# [The problem]
Rewrite the data below, changing every "instance" to "occurrence" and leaving everything else as it is. Don't include the pictures in your answer.

# [Information supplied]
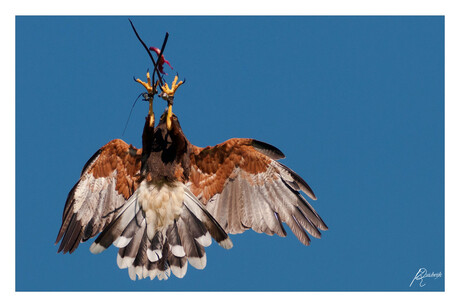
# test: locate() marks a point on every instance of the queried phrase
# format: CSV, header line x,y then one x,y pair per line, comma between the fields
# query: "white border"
x,y
235,7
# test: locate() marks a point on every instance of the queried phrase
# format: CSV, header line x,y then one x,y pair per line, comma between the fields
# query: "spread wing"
x,y
243,186
107,180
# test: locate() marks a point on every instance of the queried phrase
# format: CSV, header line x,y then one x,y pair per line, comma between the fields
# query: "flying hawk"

# [Reply]
# test: locate() marks a point on every occurrence of the queried phrase
# format: CSV, header line x,y then one x,y pair per line, comma between the fields
# query: "white border"
x,y
235,7
# test: locate() marks a point on every occurrence of the queried phrase
# format: CSV, header line x,y then one x,y pair per line, comma between the fields
# query: "spread wing"
x,y
243,186
107,180
# test: locate() marks a point on every occurrence of the queried phrase
# format: CSV, header line x,y then one x,y pair per line, comma between the fields
# query: "flying hawk"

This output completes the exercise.